• [Directions]:
In the post on backscatter and melanoma, at what beam energy do the new airport scanners operate?

• [Text under study]:
>>>
Monday, December 6, 2010

Backscatter, Melanoma, and The Academy

The NAS had written a report on backscatter which was long and in places tedious to the extreme. A more succinct paper is in a letter by a few physicians and scientists at UCSF which was sent to the White House and appears on its Web Site. Strange that this has not gotten much attention but seems to stay on the site.

The letter states in part:

The physics of these X-rays is very telling: the X-rays are Compton-Scattering off outer molecule bonding electrons and thus inelastic (likely breaking bonds).

Unlike other scanners, these new devices operate at relatively low beam energies (28keV). The majority of their energy is delivered to the skin and the underlying tissue. Thus, while the dose would be safe if it were distributed throughout the volume of the entire body, the dose to the skin may be dangerously high. The X-ray dose from these devices has often been compared in the media to the cosmic ray exposure inherent to airplane travel or that of a chest X-ray. However, this comparison is very misleading: both the air travel cosmic ray exposure and chest Xrays have much higher X-ray energies and the health consequences are appropriately understood in terms of the whole body volume dose. In contrast, these new airport scanners are largely depositing their energy into the skin and immediately adjacent tissue, and since this is such a small fraction of body weight/vol, possibly by one to two orders of magnitude, the real dose to the skin is now high.

This is what we said a year ago. The comparison to flying in an aircraft is nonsense. X rays have unique photon frequencies matched to bond lengths of certain control elements of melanocytes.

They continue:

Our colleagues at UCSF, dermatologists and cancer experts, raise specific important concerns:

• A) The large population of older travelers, >65 years of age, is particularly at risk from the mutagenic effects of the X-rays based on the known biology of melanocyte aging.

Yes, that is what we said a year ago! Specifically demethylation of control pathways in melanocyte control.
<<<
• [Stored data]:
>>>
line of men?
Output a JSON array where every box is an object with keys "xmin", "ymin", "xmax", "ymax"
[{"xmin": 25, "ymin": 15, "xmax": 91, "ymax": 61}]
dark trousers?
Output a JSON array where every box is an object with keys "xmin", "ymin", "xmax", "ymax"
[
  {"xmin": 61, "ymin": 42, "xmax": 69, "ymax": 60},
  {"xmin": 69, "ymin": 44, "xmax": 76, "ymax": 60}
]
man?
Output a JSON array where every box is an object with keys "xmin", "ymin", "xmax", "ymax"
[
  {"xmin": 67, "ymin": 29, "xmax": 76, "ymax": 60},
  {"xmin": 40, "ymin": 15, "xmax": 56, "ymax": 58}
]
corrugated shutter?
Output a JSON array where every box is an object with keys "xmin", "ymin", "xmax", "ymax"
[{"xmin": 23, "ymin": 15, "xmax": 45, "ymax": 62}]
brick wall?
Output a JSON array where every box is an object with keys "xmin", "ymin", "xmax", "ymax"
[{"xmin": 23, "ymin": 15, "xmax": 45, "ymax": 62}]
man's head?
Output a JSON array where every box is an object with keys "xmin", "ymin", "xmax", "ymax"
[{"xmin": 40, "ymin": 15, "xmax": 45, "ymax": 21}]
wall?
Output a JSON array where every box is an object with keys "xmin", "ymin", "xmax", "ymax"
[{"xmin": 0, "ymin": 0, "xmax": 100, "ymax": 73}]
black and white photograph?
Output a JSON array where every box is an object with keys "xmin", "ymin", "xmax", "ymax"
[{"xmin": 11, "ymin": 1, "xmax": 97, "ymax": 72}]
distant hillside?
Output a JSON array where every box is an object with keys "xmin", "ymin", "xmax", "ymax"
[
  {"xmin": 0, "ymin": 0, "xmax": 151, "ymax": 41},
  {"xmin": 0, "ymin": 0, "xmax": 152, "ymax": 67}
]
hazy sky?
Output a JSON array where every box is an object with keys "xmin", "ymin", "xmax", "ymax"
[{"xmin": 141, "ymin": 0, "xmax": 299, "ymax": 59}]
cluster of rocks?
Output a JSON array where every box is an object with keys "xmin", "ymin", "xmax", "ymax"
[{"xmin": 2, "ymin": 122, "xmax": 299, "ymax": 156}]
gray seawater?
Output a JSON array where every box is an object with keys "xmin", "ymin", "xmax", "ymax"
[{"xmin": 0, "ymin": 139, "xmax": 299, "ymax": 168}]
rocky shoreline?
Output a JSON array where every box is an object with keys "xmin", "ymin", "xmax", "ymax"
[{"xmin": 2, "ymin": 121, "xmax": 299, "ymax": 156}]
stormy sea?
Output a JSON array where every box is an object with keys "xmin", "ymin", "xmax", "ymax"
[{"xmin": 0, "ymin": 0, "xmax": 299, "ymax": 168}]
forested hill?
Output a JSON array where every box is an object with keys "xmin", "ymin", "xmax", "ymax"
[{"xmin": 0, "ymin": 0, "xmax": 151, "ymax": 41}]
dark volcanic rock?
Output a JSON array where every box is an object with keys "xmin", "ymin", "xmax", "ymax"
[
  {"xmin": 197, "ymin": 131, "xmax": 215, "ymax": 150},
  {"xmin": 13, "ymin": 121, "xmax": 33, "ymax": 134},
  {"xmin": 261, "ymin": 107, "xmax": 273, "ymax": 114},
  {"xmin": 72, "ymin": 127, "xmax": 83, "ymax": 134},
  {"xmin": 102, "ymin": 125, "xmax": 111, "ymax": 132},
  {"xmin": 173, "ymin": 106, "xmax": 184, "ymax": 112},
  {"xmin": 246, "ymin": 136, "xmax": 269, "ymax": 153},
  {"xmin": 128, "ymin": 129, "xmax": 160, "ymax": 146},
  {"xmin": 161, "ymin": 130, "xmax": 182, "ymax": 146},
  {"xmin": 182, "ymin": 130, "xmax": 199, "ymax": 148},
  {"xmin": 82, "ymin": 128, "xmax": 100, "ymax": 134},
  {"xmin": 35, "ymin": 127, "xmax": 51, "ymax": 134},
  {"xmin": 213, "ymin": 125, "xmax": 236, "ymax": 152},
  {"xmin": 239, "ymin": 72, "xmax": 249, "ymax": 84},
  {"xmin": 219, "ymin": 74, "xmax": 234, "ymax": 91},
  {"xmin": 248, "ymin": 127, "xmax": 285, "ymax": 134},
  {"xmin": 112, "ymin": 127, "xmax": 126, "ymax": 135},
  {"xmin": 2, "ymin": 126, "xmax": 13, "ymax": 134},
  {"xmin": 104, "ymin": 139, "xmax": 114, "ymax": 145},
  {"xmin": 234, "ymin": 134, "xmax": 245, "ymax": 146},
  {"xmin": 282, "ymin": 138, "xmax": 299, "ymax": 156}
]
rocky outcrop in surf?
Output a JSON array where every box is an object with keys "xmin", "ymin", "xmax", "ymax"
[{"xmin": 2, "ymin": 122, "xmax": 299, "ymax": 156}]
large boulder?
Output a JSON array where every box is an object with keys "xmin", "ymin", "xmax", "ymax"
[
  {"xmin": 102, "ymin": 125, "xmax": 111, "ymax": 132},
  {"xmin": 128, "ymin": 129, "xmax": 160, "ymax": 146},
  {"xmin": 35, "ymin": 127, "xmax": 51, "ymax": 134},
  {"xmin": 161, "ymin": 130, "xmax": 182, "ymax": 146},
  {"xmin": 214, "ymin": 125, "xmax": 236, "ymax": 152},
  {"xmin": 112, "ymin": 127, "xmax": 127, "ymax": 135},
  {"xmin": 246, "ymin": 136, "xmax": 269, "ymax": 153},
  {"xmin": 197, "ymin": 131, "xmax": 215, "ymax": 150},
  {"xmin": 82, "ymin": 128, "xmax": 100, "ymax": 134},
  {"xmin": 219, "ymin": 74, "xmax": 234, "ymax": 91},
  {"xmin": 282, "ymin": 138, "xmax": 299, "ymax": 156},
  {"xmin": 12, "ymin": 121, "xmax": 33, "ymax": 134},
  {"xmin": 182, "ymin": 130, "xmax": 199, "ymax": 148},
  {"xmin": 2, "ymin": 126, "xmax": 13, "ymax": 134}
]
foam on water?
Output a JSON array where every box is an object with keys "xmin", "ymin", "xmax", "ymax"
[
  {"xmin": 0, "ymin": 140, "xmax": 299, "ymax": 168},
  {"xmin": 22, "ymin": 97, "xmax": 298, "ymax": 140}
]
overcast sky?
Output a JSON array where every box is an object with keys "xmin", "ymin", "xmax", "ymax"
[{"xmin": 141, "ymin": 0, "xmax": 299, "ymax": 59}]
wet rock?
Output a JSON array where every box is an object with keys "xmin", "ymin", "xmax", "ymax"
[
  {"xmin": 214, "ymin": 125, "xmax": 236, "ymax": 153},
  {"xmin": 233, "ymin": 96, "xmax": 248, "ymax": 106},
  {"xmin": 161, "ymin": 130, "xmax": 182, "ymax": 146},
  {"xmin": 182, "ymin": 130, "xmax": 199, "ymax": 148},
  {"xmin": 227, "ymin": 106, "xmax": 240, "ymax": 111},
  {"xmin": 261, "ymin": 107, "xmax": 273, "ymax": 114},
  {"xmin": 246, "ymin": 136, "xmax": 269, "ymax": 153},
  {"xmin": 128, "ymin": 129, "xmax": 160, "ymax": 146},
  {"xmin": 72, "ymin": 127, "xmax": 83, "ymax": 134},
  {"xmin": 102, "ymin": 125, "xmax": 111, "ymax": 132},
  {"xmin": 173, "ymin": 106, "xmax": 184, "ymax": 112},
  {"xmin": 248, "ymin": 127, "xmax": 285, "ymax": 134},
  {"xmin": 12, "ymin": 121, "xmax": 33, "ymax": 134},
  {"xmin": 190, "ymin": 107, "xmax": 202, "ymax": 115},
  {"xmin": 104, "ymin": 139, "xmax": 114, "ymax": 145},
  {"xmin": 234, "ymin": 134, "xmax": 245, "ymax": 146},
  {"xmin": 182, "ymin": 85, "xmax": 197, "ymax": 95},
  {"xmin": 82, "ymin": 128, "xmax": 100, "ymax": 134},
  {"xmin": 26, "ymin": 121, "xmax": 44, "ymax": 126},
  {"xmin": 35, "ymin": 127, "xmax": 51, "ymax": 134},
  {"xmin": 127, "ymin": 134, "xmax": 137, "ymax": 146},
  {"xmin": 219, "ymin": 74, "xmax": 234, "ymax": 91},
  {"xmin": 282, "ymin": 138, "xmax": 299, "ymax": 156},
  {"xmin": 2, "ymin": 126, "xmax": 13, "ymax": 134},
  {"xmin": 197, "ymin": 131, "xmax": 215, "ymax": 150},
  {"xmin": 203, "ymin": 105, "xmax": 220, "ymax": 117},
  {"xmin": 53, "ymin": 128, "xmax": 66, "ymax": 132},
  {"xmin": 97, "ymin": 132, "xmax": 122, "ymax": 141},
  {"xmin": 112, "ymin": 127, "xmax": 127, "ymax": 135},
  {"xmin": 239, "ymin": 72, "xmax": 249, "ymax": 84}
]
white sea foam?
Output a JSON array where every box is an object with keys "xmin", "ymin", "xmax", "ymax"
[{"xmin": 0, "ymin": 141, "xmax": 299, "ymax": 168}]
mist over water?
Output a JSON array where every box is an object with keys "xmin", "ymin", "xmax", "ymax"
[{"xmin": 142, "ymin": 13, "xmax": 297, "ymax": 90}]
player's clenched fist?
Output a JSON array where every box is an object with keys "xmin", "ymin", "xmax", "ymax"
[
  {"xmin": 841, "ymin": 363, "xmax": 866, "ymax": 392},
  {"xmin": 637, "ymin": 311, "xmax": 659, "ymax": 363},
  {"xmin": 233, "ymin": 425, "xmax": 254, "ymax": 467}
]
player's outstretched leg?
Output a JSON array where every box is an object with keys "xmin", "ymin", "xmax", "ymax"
<<<
• [Your response]:
28keV, a relatively low beam energy.